▶ **EXERCISE AIM**: Reproduce verbatim the stretch from the start of the rows through the line containing "top-left (562, 216), bottom-right (593, 241)", both ends included. Omit the pictures.

▶ **INPUT MATERIAL**:

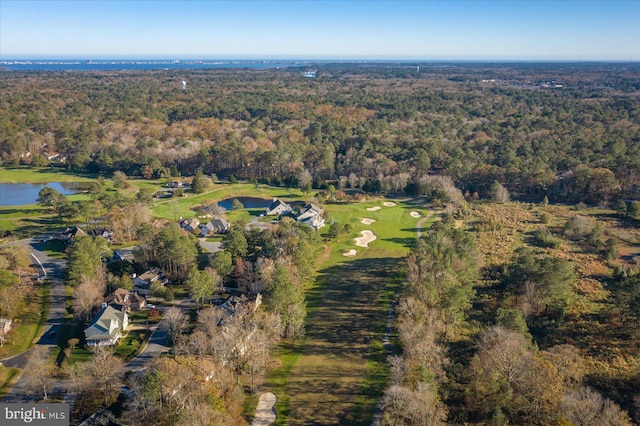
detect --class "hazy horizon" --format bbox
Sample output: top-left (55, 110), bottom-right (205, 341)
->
top-left (0, 0), bottom-right (640, 62)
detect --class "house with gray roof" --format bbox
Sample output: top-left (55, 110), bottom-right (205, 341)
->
top-left (84, 303), bottom-right (129, 346)
top-left (266, 198), bottom-right (292, 216)
top-left (296, 203), bottom-right (324, 229)
top-left (200, 219), bottom-right (231, 237)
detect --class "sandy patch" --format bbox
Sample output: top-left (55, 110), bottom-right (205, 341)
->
top-left (251, 392), bottom-right (276, 426)
top-left (356, 230), bottom-right (378, 247)
top-left (342, 249), bottom-right (358, 257)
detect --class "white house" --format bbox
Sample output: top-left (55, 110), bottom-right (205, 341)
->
top-left (266, 198), bottom-right (291, 216)
top-left (180, 217), bottom-right (200, 233)
top-left (296, 203), bottom-right (324, 229)
top-left (84, 304), bottom-right (129, 346)
top-left (200, 219), bottom-right (231, 236)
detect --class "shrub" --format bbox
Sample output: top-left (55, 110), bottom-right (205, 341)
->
top-left (535, 229), bottom-right (560, 248)
top-left (562, 216), bottom-right (593, 241)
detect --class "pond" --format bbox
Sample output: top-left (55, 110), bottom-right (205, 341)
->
top-left (0, 182), bottom-right (90, 207)
top-left (218, 197), bottom-right (273, 210)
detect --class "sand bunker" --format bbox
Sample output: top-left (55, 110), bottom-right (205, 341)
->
top-left (356, 231), bottom-right (378, 247)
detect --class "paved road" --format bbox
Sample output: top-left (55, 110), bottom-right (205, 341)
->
top-left (120, 299), bottom-right (195, 374)
top-left (0, 238), bottom-right (67, 402)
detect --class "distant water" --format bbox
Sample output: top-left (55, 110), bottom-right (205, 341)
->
top-left (0, 182), bottom-right (89, 207)
top-left (0, 59), bottom-right (292, 71)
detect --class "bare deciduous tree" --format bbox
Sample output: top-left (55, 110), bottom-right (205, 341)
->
top-left (24, 345), bottom-right (56, 402)
top-left (164, 306), bottom-right (189, 345)
top-left (74, 346), bottom-right (122, 405)
top-left (560, 387), bottom-right (632, 426)
top-left (72, 269), bottom-right (106, 320)
top-left (382, 382), bottom-right (447, 426)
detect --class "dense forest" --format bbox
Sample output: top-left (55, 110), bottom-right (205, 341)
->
top-left (0, 63), bottom-right (640, 204)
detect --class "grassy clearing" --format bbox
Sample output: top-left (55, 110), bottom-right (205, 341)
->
top-left (0, 167), bottom-right (95, 183)
top-left (152, 183), bottom-right (305, 220)
top-left (269, 200), bottom-right (436, 425)
top-left (0, 281), bottom-right (51, 358)
top-left (115, 330), bottom-right (150, 362)
top-left (0, 367), bottom-right (20, 401)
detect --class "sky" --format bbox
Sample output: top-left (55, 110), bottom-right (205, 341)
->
top-left (0, 0), bottom-right (640, 61)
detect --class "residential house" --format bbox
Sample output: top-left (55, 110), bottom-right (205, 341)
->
top-left (58, 226), bottom-right (87, 243)
top-left (0, 318), bottom-right (13, 336)
top-left (104, 288), bottom-right (147, 313)
top-left (216, 294), bottom-right (262, 326)
top-left (131, 268), bottom-right (169, 296)
top-left (200, 219), bottom-right (231, 236)
top-left (180, 217), bottom-right (200, 233)
top-left (266, 198), bottom-right (293, 216)
top-left (80, 407), bottom-right (122, 426)
top-left (84, 303), bottom-right (129, 346)
top-left (112, 249), bottom-right (136, 262)
top-left (296, 203), bottom-right (324, 229)
top-left (89, 228), bottom-right (111, 242)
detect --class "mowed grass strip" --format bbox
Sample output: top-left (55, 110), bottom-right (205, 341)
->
top-left (152, 183), bottom-right (313, 219)
top-left (0, 167), bottom-right (95, 183)
top-left (276, 200), bottom-right (436, 425)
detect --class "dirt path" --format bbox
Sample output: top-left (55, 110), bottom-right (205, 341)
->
top-left (416, 210), bottom-right (433, 238)
top-left (251, 392), bottom-right (276, 426)
top-left (286, 258), bottom-right (398, 425)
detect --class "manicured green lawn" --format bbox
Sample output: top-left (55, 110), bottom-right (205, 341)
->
top-left (265, 199), bottom-right (435, 424)
top-left (0, 281), bottom-right (51, 358)
top-left (0, 367), bottom-right (20, 401)
top-left (0, 167), bottom-right (95, 183)
top-left (152, 183), bottom-right (312, 220)
top-left (115, 330), bottom-right (150, 362)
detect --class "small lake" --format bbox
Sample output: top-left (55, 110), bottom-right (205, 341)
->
top-left (0, 182), bottom-right (90, 207)
top-left (218, 197), bottom-right (273, 210)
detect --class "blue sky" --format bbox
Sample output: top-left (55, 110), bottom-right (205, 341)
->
top-left (0, 0), bottom-right (640, 60)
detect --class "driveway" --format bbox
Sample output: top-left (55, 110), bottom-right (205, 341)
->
top-left (0, 238), bottom-right (67, 402)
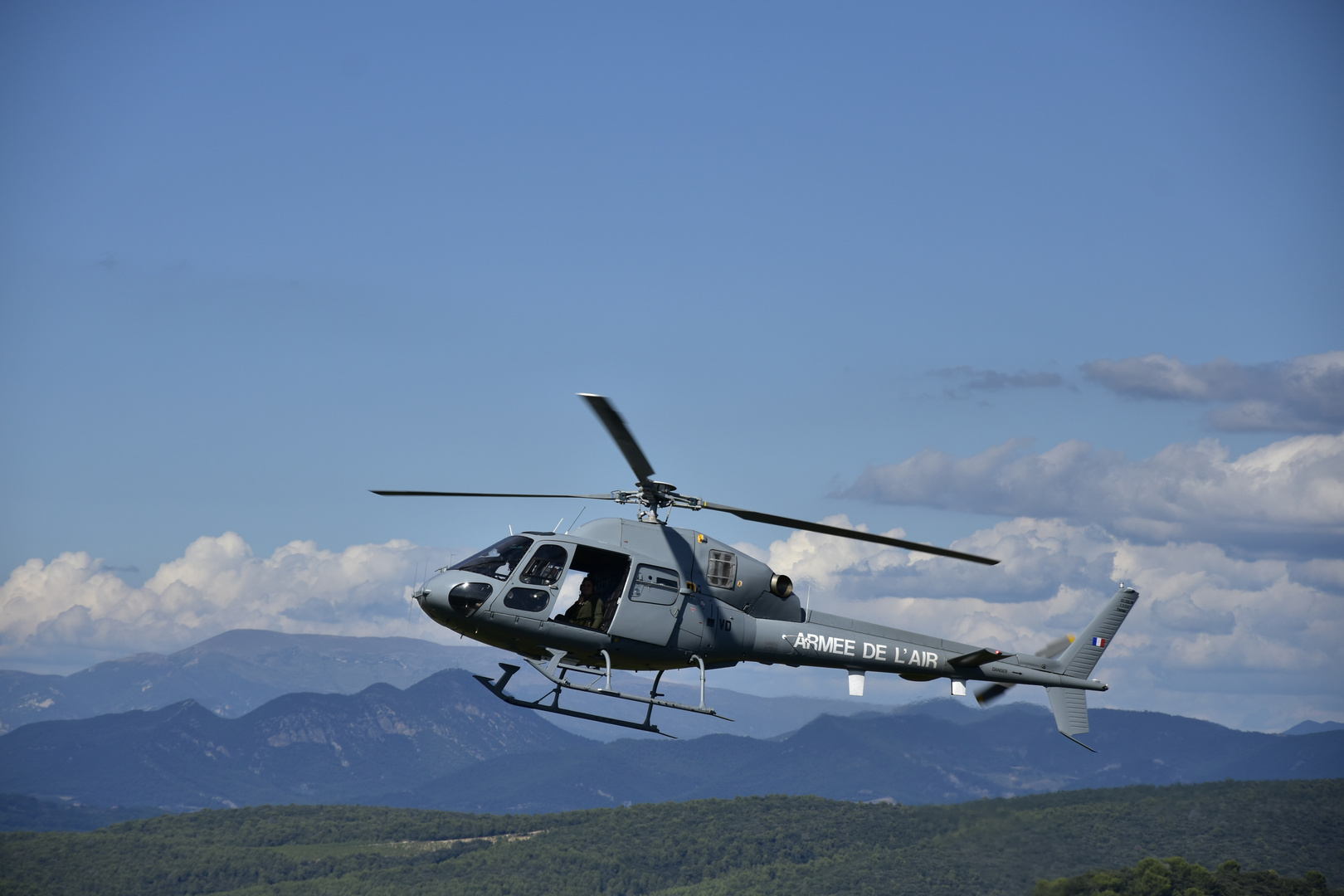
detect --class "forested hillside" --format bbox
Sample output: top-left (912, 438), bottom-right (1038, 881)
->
top-left (0, 781), bottom-right (1344, 896)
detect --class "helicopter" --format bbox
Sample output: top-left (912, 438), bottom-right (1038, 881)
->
top-left (373, 392), bottom-right (1138, 752)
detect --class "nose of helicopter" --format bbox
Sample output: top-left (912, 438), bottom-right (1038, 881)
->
top-left (411, 573), bottom-right (494, 626)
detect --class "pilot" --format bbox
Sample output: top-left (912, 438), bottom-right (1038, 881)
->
top-left (564, 577), bottom-right (606, 629)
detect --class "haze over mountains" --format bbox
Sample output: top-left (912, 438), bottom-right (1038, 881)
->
top-left (0, 670), bottom-right (1344, 813)
top-left (0, 631), bottom-right (1344, 827)
top-left (0, 629), bottom-right (889, 740)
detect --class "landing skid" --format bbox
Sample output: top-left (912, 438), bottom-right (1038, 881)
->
top-left (472, 649), bottom-right (733, 740)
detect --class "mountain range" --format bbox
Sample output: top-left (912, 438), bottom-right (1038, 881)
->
top-left (0, 629), bottom-right (508, 733)
top-left (0, 629), bottom-right (889, 740)
top-left (0, 670), bottom-right (1344, 813)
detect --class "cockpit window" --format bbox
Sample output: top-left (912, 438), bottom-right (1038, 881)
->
top-left (519, 544), bottom-right (570, 586)
top-left (451, 534), bottom-right (534, 582)
top-left (704, 551), bottom-right (738, 588)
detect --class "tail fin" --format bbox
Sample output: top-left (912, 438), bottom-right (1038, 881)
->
top-left (1045, 586), bottom-right (1138, 752)
top-left (1045, 688), bottom-right (1097, 752)
top-left (1051, 586), bottom-right (1138, 679)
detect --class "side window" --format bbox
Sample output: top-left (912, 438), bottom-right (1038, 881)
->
top-left (504, 588), bottom-right (551, 612)
top-left (704, 551), bottom-right (738, 588)
top-left (631, 562), bottom-right (681, 606)
top-left (518, 544), bottom-right (570, 586)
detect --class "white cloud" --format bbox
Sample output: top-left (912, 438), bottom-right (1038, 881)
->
top-left (0, 532), bottom-right (426, 669)
top-left (1082, 352), bottom-right (1344, 432)
top-left (754, 517), bottom-right (1344, 731)
top-left (0, 517), bottom-right (1344, 731)
top-left (844, 436), bottom-right (1344, 556)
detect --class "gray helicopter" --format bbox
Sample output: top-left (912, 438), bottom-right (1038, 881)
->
top-left (373, 393), bottom-right (1138, 750)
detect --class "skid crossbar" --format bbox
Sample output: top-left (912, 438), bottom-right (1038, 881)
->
top-left (472, 649), bottom-right (733, 739)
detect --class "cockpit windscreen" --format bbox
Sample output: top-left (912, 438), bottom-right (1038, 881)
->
top-left (450, 534), bottom-right (533, 582)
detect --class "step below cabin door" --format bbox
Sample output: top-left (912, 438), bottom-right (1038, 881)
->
top-left (607, 562), bottom-right (681, 647)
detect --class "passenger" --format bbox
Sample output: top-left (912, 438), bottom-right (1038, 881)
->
top-left (564, 577), bottom-right (606, 629)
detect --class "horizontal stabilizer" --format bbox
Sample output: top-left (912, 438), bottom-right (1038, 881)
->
top-left (947, 647), bottom-right (1012, 666)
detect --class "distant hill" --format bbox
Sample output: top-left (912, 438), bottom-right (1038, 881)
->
top-left (0, 670), bottom-right (1344, 813)
top-left (0, 629), bottom-right (508, 733)
top-left (0, 781), bottom-right (1344, 896)
top-left (392, 700), bottom-right (1344, 811)
top-left (0, 629), bottom-right (887, 740)
top-left (0, 670), bottom-right (596, 810)
top-left (1283, 722), bottom-right (1344, 735)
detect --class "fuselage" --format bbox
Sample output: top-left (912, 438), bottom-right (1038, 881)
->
top-left (416, 519), bottom-right (1105, 690)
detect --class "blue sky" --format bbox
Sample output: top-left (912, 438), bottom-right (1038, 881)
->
top-left (0, 2), bottom-right (1344, 725)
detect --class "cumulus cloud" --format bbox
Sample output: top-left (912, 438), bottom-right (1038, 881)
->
top-left (1082, 352), bottom-right (1344, 432)
top-left (0, 532), bottom-right (425, 668)
top-left (743, 517), bottom-right (1344, 731)
top-left (843, 436), bottom-right (1344, 558)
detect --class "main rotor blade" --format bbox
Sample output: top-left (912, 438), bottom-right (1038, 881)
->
top-left (370, 489), bottom-right (616, 501)
top-left (579, 392), bottom-right (653, 485)
top-left (704, 501), bottom-right (999, 566)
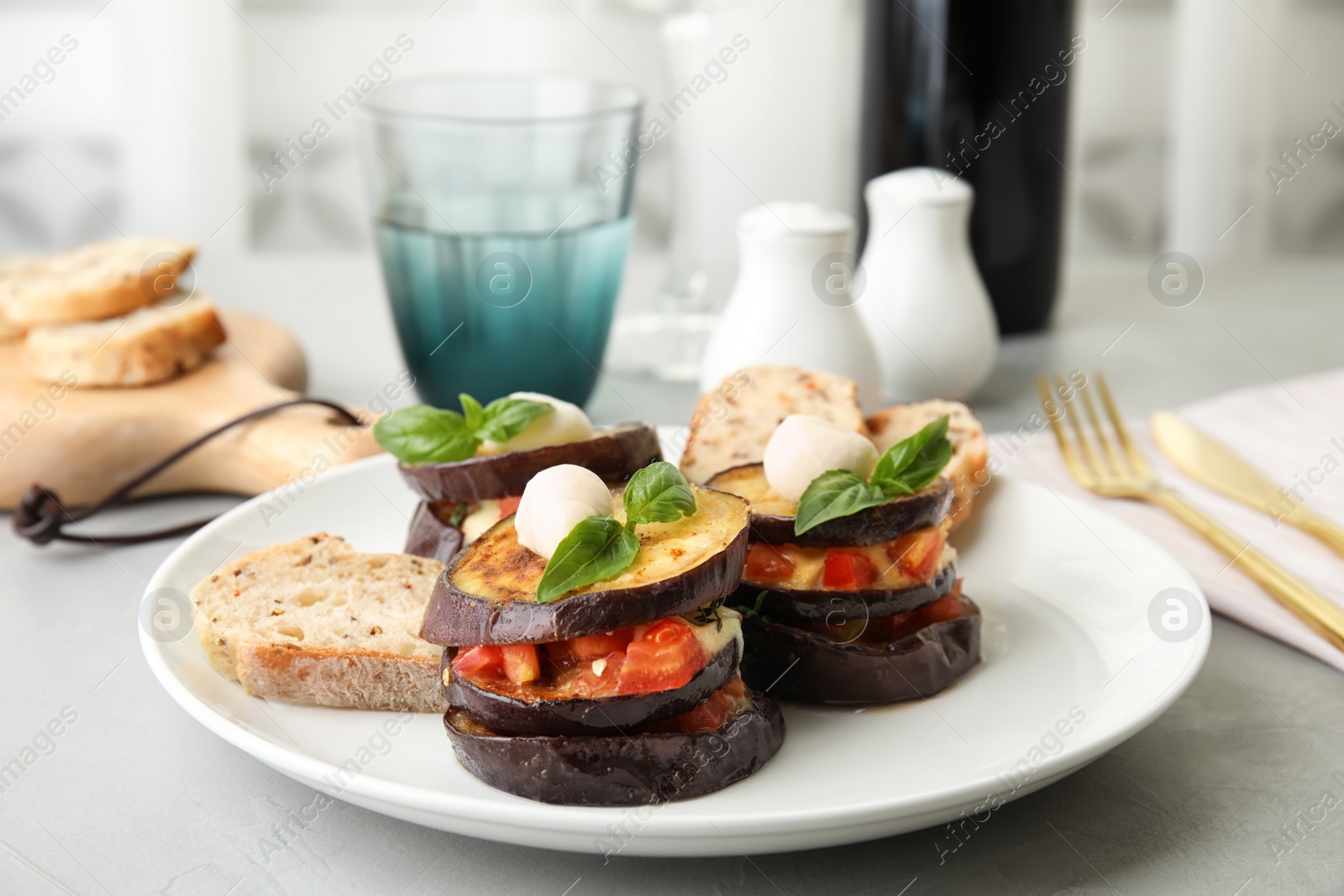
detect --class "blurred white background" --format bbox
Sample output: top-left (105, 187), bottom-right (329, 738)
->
top-left (0, 0), bottom-right (1344, 313)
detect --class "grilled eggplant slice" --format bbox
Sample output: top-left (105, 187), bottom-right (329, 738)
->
top-left (728, 563), bottom-right (957, 622)
top-left (444, 689), bottom-right (784, 806)
top-left (405, 501), bottom-right (465, 564)
top-left (396, 423), bottom-right (663, 501)
top-left (742, 598), bottom-right (981, 704)
top-left (421, 485), bottom-right (748, 646)
top-left (707, 464), bottom-right (952, 548)
top-left (439, 638), bottom-right (742, 735)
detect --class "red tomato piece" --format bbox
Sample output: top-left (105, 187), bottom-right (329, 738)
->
top-left (569, 629), bottom-right (634, 659)
top-left (499, 643), bottom-right (542, 685)
top-left (744, 542), bottom-right (793, 582)
top-left (453, 643), bottom-right (502, 677)
top-left (885, 528), bottom-right (948, 582)
top-left (576, 650), bottom-right (625, 697)
top-left (822, 548), bottom-right (879, 591)
top-left (620, 619), bottom-right (706, 693)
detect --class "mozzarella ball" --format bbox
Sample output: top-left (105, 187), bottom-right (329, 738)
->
top-left (513, 464), bottom-right (612, 560)
top-left (486, 392), bottom-right (593, 454)
top-left (764, 414), bottom-right (878, 501)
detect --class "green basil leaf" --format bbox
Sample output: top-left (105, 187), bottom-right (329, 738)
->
top-left (872, 414), bottom-right (952, 495)
top-left (622, 461), bottom-right (695, 527)
top-left (793, 470), bottom-right (891, 535)
top-left (536, 516), bottom-right (640, 603)
top-left (473, 398), bottom-right (555, 442)
top-left (457, 392), bottom-right (486, 432)
top-left (374, 405), bottom-right (480, 464)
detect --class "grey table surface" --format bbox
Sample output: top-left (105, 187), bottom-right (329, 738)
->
top-left (0, 257), bottom-right (1344, 896)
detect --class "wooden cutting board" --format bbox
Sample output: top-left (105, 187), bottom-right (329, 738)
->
top-left (0, 312), bottom-right (381, 508)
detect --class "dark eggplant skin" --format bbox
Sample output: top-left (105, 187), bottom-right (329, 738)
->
top-left (727, 563), bottom-right (957, 622)
top-left (396, 423), bottom-right (663, 501)
top-left (742, 598), bottom-right (981, 704)
top-left (403, 501), bottom-right (466, 565)
top-left (444, 692), bottom-right (784, 806)
top-left (706, 464), bottom-right (953, 548)
top-left (419, 516), bottom-right (748, 646)
top-left (439, 638), bottom-right (741, 735)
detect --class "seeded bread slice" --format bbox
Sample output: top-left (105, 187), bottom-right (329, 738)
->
top-left (191, 532), bottom-right (448, 712)
top-left (869, 401), bottom-right (990, 528)
top-left (680, 364), bottom-right (869, 482)
top-left (0, 237), bottom-right (197, 327)
top-left (20, 293), bottom-right (226, 385)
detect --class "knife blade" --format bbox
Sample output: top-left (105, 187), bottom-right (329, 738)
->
top-left (1149, 411), bottom-right (1344, 556)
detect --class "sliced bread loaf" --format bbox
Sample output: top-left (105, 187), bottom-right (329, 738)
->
top-left (191, 532), bottom-right (448, 712)
top-left (0, 237), bottom-right (197, 327)
top-left (0, 255), bottom-right (43, 343)
top-left (20, 293), bottom-right (226, 385)
top-left (680, 364), bottom-right (869, 482)
top-left (869, 401), bottom-right (990, 527)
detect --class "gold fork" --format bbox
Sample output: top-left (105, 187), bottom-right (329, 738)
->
top-left (1037, 372), bottom-right (1344, 650)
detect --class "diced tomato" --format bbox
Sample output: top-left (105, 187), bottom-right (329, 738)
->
top-left (544, 641), bottom-right (574, 666)
top-left (500, 643), bottom-right (542, 685)
top-left (569, 629), bottom-right (634, 661)
top-left (822, 548), bottom-right (879, 591)
top-left (676, 690), bottom-right (732, 732)
top-left (620, 619), bottom-right (706, 693)
top-left (453, 643), bottom-right (504, 676)
top-left (744, 542), bottom-right (793, 582)
top-left (885, 528), bottom-right (948, 582)
top-left (575, 650), bottom-right (625, 697)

▶ **TASK SOLUTION**:
detect --class "hazy horizon" --format bbox
Sample output: top-left (55, 110), bottom-right (205, 341)
->
top-left (0, 0), bottom-right (640, 62)
detect --class "house with gray roof" --format bbox
Sample output: top-left (55, 110), bottom-right (205, 341)
->
top-left (84, 303), bottom-right (129, 346)
top-left (266, 198), bottom-right (292, 216)
top-left (296, 203), bottom-right (324, 229)
top-left (200, 219), bottom-right (231, 237)
detect --class "sandy patch" --format bbox
Sample output: top-left (55, 110), bottom-right (205, 341)
->
top-left (251, 392), bottom-right (276, 426)
top-left (356, 230), bottom-right (378, 247)
top-left (342, 249), bottom-right (358, 257)
detect --class "white house" --format bbox
Sample output: top-left (55, 110), bottom-right (205, 341)
->
top-left (266, 198), bottom-right (291, 216)
top-left (180, 217), bottom-right (200, 233)
top-left (296, 203), bottom-right (324, 229)
top-left (84, 304), bottom-right (129, 346)
top-left (200, 219), bottom-right (231, 236)
detect --class "shrub" --format bbox
Sample output: top-left (55, 110), bottom-right (205, 341)
->
top-left (535, 229), bottom-right (560, 248)
top-left (562, 216), bottom-right (593, 241)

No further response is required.